— THE EXERCISE —
Present as a Markdown table with the columns "Row" and "Line" every line of the material, starting at the line containing "Isolate each stuffed" and continuing through the final line of the material. Include both ends and omit blank lines.

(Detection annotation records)
-- start --

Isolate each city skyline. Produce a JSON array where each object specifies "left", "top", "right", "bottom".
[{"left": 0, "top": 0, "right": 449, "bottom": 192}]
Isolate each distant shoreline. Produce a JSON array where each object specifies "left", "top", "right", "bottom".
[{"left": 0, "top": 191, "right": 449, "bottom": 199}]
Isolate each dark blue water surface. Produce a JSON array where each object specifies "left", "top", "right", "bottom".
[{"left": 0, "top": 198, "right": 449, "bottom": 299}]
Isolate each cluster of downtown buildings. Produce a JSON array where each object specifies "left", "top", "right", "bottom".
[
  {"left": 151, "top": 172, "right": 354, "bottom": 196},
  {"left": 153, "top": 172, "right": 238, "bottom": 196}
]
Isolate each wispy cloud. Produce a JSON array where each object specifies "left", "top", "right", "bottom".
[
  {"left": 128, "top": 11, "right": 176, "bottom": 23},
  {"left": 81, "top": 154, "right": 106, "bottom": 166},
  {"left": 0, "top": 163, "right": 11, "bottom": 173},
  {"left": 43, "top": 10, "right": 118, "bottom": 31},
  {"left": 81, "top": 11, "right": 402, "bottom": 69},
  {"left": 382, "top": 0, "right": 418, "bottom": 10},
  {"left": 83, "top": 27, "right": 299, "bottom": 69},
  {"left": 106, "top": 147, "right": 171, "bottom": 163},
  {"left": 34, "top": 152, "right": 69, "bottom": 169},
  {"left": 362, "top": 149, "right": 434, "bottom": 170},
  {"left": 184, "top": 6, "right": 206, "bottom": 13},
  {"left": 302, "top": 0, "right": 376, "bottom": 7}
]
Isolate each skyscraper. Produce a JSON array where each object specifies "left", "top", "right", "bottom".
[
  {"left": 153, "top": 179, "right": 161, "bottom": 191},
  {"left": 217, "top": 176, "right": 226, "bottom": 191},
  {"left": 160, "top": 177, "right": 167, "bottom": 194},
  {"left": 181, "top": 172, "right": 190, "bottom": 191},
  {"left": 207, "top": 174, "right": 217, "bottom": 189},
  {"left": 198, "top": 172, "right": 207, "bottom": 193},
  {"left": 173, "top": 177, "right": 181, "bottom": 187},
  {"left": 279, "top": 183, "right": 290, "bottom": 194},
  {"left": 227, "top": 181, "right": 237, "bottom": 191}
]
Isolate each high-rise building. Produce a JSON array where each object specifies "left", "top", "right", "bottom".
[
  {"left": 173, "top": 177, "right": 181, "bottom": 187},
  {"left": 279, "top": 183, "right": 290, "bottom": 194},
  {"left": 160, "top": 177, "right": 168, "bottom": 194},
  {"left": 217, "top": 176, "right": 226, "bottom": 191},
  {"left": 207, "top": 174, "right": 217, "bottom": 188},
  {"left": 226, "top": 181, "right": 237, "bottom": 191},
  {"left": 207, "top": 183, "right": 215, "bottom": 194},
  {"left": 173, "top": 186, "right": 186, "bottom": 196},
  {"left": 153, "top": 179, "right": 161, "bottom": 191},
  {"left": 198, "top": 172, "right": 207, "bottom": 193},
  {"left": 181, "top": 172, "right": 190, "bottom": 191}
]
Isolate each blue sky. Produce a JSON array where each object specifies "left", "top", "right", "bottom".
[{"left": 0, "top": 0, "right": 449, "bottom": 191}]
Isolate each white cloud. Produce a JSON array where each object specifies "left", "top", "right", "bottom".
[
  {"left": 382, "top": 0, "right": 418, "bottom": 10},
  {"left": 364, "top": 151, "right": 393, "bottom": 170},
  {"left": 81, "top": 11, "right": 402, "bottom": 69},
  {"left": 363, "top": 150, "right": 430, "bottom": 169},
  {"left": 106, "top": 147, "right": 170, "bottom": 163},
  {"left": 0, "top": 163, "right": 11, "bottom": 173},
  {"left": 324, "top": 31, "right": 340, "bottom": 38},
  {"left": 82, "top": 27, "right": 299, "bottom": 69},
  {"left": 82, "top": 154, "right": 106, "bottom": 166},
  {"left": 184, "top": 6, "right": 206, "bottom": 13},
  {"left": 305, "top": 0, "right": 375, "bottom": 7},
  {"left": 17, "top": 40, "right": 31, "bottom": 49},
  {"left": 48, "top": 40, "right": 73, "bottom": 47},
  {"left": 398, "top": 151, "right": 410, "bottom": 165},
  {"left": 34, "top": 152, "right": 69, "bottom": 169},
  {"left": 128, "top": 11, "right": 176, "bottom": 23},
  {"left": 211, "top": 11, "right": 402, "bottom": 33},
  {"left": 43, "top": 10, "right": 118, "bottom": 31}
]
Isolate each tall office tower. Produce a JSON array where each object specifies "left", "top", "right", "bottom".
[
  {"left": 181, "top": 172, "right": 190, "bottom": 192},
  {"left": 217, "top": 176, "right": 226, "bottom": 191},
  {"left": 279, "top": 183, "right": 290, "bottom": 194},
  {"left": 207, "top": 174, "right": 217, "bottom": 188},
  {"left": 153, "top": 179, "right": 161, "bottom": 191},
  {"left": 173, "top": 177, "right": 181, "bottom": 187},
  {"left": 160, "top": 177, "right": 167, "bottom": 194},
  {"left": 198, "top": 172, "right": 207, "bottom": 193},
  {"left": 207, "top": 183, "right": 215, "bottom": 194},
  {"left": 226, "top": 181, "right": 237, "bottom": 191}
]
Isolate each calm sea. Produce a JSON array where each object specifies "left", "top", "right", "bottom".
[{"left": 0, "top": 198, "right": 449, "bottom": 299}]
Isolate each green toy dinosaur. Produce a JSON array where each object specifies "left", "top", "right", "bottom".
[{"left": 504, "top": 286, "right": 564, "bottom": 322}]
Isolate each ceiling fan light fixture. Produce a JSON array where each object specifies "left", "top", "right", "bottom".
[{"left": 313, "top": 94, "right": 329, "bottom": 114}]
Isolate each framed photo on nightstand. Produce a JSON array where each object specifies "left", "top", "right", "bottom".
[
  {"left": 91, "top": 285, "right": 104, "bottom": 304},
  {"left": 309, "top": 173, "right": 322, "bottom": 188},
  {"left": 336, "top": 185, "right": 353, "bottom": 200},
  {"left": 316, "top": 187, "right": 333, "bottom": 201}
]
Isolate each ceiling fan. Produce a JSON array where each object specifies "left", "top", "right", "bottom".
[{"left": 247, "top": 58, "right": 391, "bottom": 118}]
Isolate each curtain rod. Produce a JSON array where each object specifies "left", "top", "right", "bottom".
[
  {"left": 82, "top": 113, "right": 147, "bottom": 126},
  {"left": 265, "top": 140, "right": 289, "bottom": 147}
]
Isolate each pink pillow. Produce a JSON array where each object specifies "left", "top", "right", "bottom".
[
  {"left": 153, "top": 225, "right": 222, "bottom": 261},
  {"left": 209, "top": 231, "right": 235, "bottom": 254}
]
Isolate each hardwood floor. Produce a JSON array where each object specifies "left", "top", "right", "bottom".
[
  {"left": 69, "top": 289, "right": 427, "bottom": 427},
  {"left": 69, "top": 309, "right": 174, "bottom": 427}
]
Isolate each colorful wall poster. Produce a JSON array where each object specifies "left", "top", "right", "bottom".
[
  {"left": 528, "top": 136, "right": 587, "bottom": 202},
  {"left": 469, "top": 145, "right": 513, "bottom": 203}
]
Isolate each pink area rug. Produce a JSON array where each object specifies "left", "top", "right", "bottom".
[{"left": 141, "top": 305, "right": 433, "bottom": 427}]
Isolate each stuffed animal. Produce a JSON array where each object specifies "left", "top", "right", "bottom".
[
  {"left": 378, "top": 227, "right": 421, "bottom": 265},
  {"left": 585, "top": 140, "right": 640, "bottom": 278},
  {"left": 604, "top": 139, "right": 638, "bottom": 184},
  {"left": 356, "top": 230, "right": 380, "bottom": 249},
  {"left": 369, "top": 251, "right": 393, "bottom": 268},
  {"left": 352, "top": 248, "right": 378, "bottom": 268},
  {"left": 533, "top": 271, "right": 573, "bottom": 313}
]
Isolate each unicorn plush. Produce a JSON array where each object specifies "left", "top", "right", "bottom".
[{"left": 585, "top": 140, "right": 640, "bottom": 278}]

-- end --

— RESULT OF THIS EXERCISE —
| Row | Line |
|---|---|
| 1 | Isolate each stuffed animal. Produce a JSON array where each object specifies "left", "top", "right", "bottom". |
| 2 | [ |
| 3 |   {"left": 378, "top": 227, "right": 421, "bottom": 265}, |
| 4 |   {"left": 585, "top": 140, "right": 640, "bottom": 278}, |
| 5 |   {"left": 604, "top": 139, "right": 638, "bottom": 184}, |
| 6 |   {"left": 356, "top": 230, "right": 380, "bottom": 249}, |
| 7 |   {"left": 369, "top": 251, "right": 393, "bottom": 268}, |
| 8 |   {"left": 352, "top": 248, "right": 378, "bottom": 268}, |
| 9 |   {"left": 533, "top": 271, "right": 573, "bottom": 313} |
| 10 | ] |
| 11 | Isolate each unicorn plush. Produce a JSON array where each object specifies "left", "top", "right", "bottom". |
| 12 | [{"left": 585, "top": 140, "right": 640, "bottom": 278}] |